● What is needed
Copy every one of the following lines character for character, without changing anything.

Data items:
- - -
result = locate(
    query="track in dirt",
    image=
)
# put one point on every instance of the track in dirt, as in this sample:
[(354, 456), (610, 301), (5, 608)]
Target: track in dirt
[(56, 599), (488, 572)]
- - -
● Exercise solution
result = locate(
    query="track in dirt",
    image=
)
# put one point on every instance of the track in dirt, as in this sample:
[(354, 456), (610, 301), (5, 608)]
Target: track in dirt
[(56, 599), (488, 572)]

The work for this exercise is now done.